▶ GOAL OF THE EXERCISE
Taking the records below, count the lines in which "instance" appears and supply only the count.

▶ DATA FOR PROCESSING
++++
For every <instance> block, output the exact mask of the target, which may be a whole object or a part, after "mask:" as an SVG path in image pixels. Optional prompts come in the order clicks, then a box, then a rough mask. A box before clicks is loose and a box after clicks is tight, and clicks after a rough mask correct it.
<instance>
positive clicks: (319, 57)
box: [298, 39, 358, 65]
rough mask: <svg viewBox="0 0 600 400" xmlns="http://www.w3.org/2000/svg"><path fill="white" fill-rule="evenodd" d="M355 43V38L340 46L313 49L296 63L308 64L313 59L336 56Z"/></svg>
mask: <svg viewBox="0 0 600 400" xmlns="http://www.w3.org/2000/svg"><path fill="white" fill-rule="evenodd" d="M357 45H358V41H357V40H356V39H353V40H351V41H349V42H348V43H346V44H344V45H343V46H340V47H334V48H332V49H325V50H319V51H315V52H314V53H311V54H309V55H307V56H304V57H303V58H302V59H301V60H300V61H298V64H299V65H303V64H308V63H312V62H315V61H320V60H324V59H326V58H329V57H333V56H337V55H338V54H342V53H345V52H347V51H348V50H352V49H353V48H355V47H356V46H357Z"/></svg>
++++
▶ ANSWER SPACE
2